[start of Excerpted passage]
TOUCH

Adania Shibli
translated by Paula Haydar
Clockroot Books ($13)

by M. Lynx Qualey

Stories about the past often mislead: in order to create a satisfying whole, most writers carefully arrange history and memory, inventing links and causal connections. Sometimes, this results in good storytelling. But sometimes the task of an author—particularly one who writes about a hyper-symbolized terrain—is to un-narrativize, to pull things back apart.

Adania Shibli is up to this task. Touch brings us the fragmented worldview of a narrator at the cusp of understanding her world. The 72-page novella could be described as five interconnected prose poems, a historical fiction about the Palestinian territories set in 1982, or a coming-of-age tale in which maturation is marked not by a loss of innocence, but by an ever-growing loneliness and alienation.

Shibli, who was born in 1974, would have been eight years old during the book’s historical anchor, the Sabra and Shatila massacres. But this anchor is neither described nor lived by the characters. It is instead the young girl’s disassembly of the words “Sabra” and “Shatila” that is rendered in vivid, arresting prose.

The novella begins with the girl’s experience of the color of a giant water tank, her father’s infidelity, and her brother’s funeral. The items are almost evenly weighted, as they would be by a girl not yet sure how to arrange her memories. She finds a dark outfit to wear, but then discovers a hole in it. Heading to the gravesite:

The pushing became harder and harsher, and each time it would force her hand away from the hole, so she would press on it harder and harder, using all her strength, including that in her right hand. That hand now had weakened its hold on the bottle, and a little black liquid leaked out with each step she was pushed backward.
[end of Excerpted passage]
[start of Data for this exercise]
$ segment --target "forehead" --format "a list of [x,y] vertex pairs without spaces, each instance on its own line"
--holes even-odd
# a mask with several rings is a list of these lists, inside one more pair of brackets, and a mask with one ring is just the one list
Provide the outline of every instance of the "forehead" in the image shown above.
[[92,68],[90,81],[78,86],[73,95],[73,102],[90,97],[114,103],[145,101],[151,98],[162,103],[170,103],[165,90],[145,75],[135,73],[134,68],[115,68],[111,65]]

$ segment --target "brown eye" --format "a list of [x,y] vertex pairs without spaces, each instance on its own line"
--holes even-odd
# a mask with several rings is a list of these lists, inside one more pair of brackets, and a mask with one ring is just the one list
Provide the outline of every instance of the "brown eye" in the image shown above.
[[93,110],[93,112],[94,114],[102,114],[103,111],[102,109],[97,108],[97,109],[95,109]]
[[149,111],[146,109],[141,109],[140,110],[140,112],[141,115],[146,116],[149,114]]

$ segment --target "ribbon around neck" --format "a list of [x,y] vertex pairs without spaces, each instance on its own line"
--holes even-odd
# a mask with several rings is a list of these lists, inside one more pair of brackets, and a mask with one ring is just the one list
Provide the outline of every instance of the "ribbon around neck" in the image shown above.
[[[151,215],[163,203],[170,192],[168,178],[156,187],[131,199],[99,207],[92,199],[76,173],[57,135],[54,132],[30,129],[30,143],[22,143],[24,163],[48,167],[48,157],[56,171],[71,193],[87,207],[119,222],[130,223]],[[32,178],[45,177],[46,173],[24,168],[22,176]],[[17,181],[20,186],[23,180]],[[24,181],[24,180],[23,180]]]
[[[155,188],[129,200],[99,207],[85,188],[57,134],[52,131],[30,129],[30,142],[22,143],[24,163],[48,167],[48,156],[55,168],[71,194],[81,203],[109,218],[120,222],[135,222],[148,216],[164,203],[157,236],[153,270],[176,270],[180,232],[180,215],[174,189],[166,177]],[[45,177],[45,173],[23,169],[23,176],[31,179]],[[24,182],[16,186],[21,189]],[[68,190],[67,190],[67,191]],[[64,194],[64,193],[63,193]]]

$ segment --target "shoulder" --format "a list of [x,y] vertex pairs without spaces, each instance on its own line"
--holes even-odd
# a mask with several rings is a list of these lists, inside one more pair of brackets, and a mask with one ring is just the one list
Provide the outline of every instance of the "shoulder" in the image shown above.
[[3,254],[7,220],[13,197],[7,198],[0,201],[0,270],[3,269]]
[end of Data for this exercise]
◆ **Written instruction A**
Please list every line of the records that contains the string "brown", copying each one in full.
◆ **Written instruction B**
Resume the review of the novella Touch, continuing on from its final sentence.

◆ **Exercise answer A**
$ segment --target "brown eye" --format "a list of [x,y] vertex pairs without spaces, each instance on its own line"
Provide the outline of every instance of the "brown eye" in the image shown above.

◆ **Exercise answer B**
The events of Touch—the narrator’s brother’s death, her sister’s hasty marriage, the massacres—are never foregrounded. This is not the story an adult would tell about her childhood. Instead, Shibli breaks the story down into its component, sensory parts. It’s the narrator’s attempt to see colors, to hear sounds, and to take hold of her own thoughts that are given center stage.

This can at times be confusing, particularly when issues of Arabic-English translation muddy the waters. At one point, the narrator takes her father’s books off the shelf, and is baffled by the literary (fos’ha) Arabic. Translator Paula Haydar makes a good attempt, but—unless the reader understands the differences between literary and colloquial Arabic—the translation doesn’t really make sense:

The little girl then started to picture something in her mind, then very quickly stuck the new word to whatever that was before a spoken word could reach it.

Egyptian author Ahdaf Souief has pronounced Adania Shibli “the most talked-about author on the West Bank.” While it’s difficult to assess the reality of such a statement, Shibli certainly has found new and affecting ways of structuring the experience of dislocation and violence, and her prose—even through the lens of translation—startles the reader into re-imagining the familiar.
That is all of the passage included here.